**Instructions for the task**
Reproduce the data below word for word, leaving out the picture.

**Available records**

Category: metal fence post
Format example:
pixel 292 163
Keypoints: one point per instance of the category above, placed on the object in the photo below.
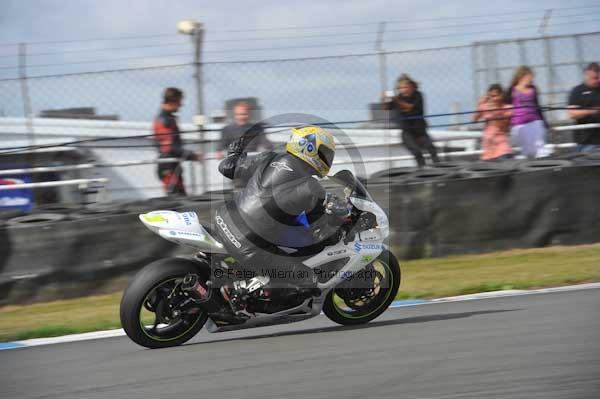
pixel 27 111
pixel 383 87
pixel 198 35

**Complete response**
Category: metal fence post
Format example:
pixel 292 163
Keypoints: one point per instance of the category above, placed on the object in the photo below.
pixel 27 111
pixel 383 87
pixel 198 35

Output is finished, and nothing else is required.